[BEGIN Information given]

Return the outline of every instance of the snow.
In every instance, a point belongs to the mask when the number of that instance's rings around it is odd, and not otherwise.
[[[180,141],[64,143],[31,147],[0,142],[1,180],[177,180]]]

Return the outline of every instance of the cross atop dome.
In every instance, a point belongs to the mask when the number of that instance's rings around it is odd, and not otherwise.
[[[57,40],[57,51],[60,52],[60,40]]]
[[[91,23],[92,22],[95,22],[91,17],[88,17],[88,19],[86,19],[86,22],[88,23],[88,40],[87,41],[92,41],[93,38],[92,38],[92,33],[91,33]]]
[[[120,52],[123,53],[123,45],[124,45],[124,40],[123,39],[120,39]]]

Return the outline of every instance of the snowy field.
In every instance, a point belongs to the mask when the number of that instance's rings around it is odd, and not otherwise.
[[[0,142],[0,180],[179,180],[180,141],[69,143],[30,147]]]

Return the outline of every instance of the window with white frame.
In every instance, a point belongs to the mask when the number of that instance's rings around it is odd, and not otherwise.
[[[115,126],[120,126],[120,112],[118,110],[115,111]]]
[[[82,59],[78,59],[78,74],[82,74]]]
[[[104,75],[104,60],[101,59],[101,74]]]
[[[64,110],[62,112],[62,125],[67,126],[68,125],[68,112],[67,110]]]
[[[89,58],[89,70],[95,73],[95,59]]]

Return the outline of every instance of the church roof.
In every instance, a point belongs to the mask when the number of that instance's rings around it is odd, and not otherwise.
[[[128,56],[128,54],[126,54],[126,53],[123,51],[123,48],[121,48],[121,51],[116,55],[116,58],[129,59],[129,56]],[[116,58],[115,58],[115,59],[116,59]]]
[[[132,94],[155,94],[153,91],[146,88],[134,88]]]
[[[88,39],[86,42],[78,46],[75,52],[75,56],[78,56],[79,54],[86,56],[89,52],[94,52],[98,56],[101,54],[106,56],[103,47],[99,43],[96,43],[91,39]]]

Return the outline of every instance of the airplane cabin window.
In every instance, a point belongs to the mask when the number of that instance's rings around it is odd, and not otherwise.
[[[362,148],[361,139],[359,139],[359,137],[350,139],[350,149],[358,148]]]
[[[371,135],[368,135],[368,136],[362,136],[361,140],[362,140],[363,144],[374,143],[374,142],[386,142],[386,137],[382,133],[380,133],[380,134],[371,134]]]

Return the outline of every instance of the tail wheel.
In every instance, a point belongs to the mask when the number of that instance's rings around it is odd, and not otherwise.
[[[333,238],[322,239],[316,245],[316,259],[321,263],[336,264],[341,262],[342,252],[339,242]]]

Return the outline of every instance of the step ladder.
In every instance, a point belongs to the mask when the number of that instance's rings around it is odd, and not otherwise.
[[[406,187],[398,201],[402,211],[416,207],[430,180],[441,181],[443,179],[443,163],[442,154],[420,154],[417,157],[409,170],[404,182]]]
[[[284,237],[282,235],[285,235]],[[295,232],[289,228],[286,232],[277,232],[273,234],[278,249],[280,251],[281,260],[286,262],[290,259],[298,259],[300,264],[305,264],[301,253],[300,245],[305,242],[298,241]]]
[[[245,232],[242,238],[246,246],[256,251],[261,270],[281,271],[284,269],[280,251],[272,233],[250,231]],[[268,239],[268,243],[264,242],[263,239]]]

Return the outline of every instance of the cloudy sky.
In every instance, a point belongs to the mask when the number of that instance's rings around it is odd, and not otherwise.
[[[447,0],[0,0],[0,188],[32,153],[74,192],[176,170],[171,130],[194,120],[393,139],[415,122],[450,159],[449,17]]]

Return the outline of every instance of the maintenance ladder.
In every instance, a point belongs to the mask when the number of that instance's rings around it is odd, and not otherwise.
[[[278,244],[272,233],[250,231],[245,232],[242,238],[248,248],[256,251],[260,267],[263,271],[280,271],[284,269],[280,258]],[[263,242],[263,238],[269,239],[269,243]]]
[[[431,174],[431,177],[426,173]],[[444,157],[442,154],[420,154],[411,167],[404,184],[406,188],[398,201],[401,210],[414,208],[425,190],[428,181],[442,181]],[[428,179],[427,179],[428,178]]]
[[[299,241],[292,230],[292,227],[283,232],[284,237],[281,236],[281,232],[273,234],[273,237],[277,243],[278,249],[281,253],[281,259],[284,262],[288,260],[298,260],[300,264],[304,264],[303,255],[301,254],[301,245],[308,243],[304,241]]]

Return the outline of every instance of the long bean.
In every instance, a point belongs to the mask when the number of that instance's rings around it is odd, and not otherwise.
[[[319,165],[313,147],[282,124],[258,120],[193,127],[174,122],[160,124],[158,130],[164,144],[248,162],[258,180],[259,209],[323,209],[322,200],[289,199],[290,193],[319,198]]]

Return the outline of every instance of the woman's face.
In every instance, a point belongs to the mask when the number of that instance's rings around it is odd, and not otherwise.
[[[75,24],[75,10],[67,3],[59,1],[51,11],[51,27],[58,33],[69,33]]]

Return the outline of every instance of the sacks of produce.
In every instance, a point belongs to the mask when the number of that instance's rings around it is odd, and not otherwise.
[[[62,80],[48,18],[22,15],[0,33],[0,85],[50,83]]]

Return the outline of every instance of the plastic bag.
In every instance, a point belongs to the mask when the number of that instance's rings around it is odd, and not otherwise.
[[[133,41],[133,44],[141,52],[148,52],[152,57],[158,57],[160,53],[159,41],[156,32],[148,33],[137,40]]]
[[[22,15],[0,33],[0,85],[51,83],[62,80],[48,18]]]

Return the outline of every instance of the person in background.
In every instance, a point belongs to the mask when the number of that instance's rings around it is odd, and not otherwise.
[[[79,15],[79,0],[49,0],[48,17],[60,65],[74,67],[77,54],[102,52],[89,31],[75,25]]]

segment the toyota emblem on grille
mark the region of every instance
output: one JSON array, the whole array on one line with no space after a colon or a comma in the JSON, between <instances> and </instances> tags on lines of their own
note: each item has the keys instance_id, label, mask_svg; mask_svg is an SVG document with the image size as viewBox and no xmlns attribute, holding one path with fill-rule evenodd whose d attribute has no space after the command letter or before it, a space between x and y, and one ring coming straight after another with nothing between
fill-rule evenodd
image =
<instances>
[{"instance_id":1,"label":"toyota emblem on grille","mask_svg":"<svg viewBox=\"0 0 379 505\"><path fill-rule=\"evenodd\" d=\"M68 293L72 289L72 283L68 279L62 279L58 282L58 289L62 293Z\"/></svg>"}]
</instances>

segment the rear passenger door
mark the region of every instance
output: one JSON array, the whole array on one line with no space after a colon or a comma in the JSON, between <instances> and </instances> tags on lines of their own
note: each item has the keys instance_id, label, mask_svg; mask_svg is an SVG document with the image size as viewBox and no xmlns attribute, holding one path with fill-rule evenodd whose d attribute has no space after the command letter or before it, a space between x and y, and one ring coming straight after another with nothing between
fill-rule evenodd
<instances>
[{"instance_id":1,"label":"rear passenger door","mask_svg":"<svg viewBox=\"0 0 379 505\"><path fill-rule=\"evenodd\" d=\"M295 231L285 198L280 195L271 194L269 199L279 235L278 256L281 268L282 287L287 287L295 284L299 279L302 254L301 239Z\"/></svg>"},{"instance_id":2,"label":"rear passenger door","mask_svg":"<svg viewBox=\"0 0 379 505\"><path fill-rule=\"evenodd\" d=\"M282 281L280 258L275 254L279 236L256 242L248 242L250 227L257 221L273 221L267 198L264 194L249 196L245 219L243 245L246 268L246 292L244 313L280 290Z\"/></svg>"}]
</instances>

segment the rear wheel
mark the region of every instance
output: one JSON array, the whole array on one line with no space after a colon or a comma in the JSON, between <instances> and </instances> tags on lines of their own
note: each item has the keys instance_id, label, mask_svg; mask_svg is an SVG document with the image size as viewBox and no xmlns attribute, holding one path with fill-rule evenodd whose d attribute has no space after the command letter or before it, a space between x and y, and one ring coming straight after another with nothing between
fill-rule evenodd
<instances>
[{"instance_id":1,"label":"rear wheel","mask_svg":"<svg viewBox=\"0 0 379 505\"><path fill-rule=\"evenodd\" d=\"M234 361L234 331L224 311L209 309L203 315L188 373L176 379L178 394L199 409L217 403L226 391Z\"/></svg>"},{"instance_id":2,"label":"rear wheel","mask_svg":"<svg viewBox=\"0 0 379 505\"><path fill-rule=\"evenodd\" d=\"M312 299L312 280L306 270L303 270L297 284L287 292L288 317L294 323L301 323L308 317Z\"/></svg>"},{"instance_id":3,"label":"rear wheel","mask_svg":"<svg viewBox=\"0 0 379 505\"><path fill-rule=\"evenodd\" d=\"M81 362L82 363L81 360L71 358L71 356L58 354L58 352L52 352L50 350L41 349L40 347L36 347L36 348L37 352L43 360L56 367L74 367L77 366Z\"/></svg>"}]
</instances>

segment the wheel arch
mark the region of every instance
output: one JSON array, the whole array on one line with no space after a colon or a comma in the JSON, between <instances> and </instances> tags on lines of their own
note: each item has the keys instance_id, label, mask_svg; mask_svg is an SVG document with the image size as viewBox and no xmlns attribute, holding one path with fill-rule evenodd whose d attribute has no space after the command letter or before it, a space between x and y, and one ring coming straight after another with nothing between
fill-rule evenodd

[END Information given]

Reproduce the listing line for line, from its first line through the line containing "[[[0,142],[0,180],[179,180],[180,141],[69,143],[30,147]]]", including that line.

Return the outline of every instance of the snow.
In every instance, a point belongs to the mask when the number of that instance's rings around it is odd, and not otherwise.
[[[180,141],[64,143],[31,147],[0,142],[1,180],[177,180]]]

Return the outline of every instance of the cross atop dome.
In every instance, a point belongs to the mask when the number of that instance's rings around it is odd, and not otherwise.
[[[57,40],[57,51],[60,52],[60,40]]]
[[[91,23],[92,22],[95,22],[91,17],[88,17],[88,19],[86,19],[86,22],[88,23],[88,40],[87,41],[92,41],[93,38],[92,38],[92,33],[91,33]]]
[[[120,52],[123,53],[123,45],[124,45],[124,40],[123,39],[120,39]]]

Return the outline of every instance of the snowy field.
In every instance, a point belongs to the mask when the number of that instance's rings around it is odd, and not otherwise.
[[[0,142],[0,180],[179,180],[180,141],[69,143],[30,147]]]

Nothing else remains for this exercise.